**Gelesenes anwenden:**
A. Gib aus dem Text über Müsli den Abschnitt wortgetreu aus, beginnend mit „Müsli ist ein“ und weiter bis einschließlich „Möchtensch en Müesli?“.
B. Wo hat das Wort Müsli laut dem Text über Müsli seinen Ursprung?

**Text zur Durchsicht:**
((

Müsli ist ein so selbstverständlicher Teil unserer Esskultur, dass wir uns wenig Gedanken darüber machen. Deswegen mögen wir ja Müsli auch so gerne, man muss nicht groß darüber nachdenken. Es ist immer im Schrank und ratzfatz zubereitet und verzehrt.
Würde man sich aber statt nur der Haferflocken auch mal das Wort Müsli selbst auf der Zunge zergehen lassen, würde einem schnell klar werden, dass diese putzige Verkleinerungsform von Mus seinen Ursprung nur dort haben kann, wo die süßeste Sprache der Welt zu Hause ist: der Schweiz!
Grüezi! Möchtensch en Müesli?

))

**Bereitgestellte Einträge:**
((

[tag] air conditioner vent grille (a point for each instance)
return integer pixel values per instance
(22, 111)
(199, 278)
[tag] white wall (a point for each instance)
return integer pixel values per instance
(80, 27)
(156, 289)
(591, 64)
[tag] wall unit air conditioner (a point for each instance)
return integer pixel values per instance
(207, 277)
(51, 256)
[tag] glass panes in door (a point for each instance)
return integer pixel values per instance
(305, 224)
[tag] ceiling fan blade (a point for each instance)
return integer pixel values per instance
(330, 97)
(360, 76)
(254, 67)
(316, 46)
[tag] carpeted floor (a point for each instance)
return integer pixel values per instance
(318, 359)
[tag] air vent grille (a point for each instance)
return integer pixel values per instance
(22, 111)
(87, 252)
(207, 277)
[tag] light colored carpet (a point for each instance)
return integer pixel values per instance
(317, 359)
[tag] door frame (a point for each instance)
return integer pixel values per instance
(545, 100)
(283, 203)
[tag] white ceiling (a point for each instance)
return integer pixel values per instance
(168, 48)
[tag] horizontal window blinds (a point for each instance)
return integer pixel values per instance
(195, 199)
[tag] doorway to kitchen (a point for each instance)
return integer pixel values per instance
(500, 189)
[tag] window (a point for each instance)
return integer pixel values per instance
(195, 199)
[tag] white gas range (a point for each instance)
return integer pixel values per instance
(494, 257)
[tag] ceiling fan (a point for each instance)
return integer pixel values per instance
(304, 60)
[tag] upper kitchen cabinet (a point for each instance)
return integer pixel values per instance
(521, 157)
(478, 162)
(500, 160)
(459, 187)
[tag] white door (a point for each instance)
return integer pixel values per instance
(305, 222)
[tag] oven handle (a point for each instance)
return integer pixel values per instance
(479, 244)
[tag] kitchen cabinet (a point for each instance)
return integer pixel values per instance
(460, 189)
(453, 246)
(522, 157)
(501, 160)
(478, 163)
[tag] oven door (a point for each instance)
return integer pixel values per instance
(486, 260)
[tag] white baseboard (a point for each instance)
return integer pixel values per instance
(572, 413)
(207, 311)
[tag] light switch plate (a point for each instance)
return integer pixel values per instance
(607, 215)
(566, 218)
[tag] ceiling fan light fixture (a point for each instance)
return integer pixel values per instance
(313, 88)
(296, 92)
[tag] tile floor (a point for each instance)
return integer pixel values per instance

))

**Antworten zur Übung:**
A.
Müsli ist ein so selbstverständlicher Teil unserer Esskultur, dass wir uns wenig Gedanken darüber machen. Deswegen mögen wir ja Müsli auch so gerne, man muss nicht groß darüber nachdenken. Es ist immer im Schrank und ratzfatz zubereitet und verzehrt.
Würde man sich aber statt nur der Haferflocken auch mal das Wort Müsli selbst auf der Zunge zergehen lassen, würde einem schnell klar werden, dass diese putzige Verkleinerungsform von Mus seinen Ursprung nur dort haben kann, wo die süßeste Sprache der Welt zu Hause ist: der Schweiz!
Grüezi! Möchtensch en Müesli?

B. In der Schweiz.